_DIRECTION 1_:
In the forum thread about running CO2 with a hang-on-back filter, what diffuser does Lab_Man use?

>> start DOCUMENT

# co2 and hang on back filter



## dpeipus (Feb 5, 2010)

Is it even worth the trouble to use co2 system with a hang on back filter?


----------



## Darkblade48 (Jan 4, 2008)

You can still use CO2, yes. 

Just increase the water level a little so that surface agitation from the filter return is minimized.


----------



## Lab_Man (Dec 7, 2012)

I use a HOB and like the flow that I get from it. I can keep my CO2 in the 30 ppm range at a 1.5 bpm rate with a GLA 75 mm Atomic diffuser. 

I have to supplement O2 so the fish don't start gasping for air.


----------



## tattooedfool83 (Mar 15, 2013)

Are u guys feeding the co2 intake line into the intake of the hob?


----------



## Entomologist210 (Nov 16, 2013)

>> end DOCUMENT
>> start ENTRIES

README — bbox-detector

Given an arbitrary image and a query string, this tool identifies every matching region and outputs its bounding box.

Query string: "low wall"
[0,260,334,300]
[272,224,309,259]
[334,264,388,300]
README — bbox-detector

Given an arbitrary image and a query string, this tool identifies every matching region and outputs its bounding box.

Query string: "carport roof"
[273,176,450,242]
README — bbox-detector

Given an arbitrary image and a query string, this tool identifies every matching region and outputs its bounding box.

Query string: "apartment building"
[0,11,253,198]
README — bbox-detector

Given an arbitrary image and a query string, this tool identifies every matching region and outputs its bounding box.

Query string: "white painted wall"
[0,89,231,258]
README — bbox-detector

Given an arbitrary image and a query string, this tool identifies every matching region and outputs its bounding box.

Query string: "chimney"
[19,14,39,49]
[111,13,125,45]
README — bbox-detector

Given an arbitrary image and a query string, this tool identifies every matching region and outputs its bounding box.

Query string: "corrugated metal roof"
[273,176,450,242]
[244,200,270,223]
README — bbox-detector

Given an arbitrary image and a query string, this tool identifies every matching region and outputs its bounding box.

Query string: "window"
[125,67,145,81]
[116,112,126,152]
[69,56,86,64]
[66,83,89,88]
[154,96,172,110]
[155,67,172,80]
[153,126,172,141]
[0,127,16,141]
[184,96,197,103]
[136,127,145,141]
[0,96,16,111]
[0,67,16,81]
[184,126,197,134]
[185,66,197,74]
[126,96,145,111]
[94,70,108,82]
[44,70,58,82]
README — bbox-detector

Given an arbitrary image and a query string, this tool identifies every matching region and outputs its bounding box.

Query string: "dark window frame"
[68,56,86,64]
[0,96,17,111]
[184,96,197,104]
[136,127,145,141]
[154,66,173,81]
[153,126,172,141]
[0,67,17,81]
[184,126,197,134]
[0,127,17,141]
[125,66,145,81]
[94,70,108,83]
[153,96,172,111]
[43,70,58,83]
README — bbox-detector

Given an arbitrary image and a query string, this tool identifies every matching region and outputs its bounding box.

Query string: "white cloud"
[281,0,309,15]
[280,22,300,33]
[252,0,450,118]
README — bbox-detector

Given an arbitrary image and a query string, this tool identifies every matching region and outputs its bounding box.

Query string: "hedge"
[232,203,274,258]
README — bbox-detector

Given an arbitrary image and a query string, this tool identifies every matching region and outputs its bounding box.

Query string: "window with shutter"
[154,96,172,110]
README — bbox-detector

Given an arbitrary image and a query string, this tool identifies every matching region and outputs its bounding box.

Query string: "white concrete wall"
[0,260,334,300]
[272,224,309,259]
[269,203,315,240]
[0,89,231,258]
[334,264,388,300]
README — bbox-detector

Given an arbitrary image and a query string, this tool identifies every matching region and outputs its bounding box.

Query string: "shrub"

>> end ENTRIES
>> start ENTRIES

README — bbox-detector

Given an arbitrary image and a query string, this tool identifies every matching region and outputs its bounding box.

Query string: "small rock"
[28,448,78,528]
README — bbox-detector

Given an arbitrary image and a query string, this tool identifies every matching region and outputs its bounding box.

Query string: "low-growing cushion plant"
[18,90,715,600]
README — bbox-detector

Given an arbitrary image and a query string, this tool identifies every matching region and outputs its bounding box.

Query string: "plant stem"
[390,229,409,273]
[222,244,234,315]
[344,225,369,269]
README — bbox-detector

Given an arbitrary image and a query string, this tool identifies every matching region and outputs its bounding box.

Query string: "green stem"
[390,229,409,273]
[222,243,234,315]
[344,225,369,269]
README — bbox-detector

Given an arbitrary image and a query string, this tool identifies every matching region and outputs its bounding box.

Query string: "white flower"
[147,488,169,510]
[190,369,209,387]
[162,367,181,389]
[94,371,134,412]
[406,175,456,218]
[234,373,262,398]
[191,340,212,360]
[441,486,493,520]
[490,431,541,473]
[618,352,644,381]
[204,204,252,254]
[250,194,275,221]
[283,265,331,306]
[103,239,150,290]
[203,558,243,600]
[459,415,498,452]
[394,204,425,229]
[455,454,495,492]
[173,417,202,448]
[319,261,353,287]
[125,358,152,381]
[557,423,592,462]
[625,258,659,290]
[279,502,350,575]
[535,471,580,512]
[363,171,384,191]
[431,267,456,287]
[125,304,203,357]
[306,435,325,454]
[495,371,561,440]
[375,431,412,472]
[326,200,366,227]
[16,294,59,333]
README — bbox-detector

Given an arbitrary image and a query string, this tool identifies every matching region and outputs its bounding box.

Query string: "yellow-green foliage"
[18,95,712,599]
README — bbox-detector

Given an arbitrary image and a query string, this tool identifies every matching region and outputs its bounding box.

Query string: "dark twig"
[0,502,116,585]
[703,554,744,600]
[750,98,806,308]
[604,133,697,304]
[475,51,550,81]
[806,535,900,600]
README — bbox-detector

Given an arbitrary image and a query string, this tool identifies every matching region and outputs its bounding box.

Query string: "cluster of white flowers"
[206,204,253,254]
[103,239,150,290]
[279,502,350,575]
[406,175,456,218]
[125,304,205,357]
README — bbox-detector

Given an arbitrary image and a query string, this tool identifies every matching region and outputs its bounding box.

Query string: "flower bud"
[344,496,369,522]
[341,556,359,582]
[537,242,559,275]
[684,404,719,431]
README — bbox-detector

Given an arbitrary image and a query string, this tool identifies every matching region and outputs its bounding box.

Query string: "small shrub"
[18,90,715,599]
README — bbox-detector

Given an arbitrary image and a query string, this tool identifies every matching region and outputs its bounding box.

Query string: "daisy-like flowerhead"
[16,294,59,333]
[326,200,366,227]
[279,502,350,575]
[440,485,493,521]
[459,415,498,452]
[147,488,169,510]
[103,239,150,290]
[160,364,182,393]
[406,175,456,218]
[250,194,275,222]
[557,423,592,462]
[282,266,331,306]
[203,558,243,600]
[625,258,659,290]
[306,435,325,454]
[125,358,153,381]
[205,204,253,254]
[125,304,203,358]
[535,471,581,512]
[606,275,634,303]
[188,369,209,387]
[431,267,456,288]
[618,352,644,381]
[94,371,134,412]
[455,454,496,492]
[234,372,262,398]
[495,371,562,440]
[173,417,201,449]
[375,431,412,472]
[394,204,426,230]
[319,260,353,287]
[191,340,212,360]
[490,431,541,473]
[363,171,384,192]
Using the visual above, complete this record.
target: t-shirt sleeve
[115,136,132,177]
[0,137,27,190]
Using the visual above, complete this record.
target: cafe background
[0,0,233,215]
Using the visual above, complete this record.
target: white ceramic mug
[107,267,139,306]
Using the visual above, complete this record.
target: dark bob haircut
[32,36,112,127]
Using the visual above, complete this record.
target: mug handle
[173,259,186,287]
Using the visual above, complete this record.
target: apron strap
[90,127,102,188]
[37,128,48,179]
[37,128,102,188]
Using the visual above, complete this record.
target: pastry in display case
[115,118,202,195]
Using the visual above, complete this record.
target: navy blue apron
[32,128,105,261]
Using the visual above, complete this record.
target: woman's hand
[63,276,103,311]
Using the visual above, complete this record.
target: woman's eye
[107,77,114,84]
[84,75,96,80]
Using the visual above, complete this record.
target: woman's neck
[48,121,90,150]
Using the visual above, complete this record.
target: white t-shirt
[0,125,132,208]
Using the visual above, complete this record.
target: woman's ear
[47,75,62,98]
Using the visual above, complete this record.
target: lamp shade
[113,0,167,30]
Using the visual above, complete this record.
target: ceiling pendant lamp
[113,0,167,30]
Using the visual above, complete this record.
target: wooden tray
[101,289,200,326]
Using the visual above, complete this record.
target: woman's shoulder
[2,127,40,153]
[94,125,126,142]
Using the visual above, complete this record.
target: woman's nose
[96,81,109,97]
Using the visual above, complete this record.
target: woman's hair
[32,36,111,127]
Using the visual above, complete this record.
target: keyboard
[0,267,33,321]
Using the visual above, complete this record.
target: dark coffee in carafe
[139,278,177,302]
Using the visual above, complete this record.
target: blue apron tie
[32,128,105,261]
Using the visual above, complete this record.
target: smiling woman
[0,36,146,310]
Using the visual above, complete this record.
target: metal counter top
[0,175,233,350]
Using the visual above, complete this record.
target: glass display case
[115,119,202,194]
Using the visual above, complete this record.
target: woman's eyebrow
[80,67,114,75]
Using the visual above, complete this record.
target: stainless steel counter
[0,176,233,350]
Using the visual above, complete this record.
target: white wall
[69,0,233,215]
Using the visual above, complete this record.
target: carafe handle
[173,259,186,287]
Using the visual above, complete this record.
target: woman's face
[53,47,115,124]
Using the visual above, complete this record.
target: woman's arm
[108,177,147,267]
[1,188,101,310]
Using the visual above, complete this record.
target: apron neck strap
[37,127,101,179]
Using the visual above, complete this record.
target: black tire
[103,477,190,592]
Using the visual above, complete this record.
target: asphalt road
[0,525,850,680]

>> end ENTRIES

_DIRECTION 2_:
How many lines of the records contain the string "handle"? Case counts. Give only the number.

_FULL ANSWER 1_:
A GLA 75 mm Atomic diffuser.

_FULL ANSWER 2_:
2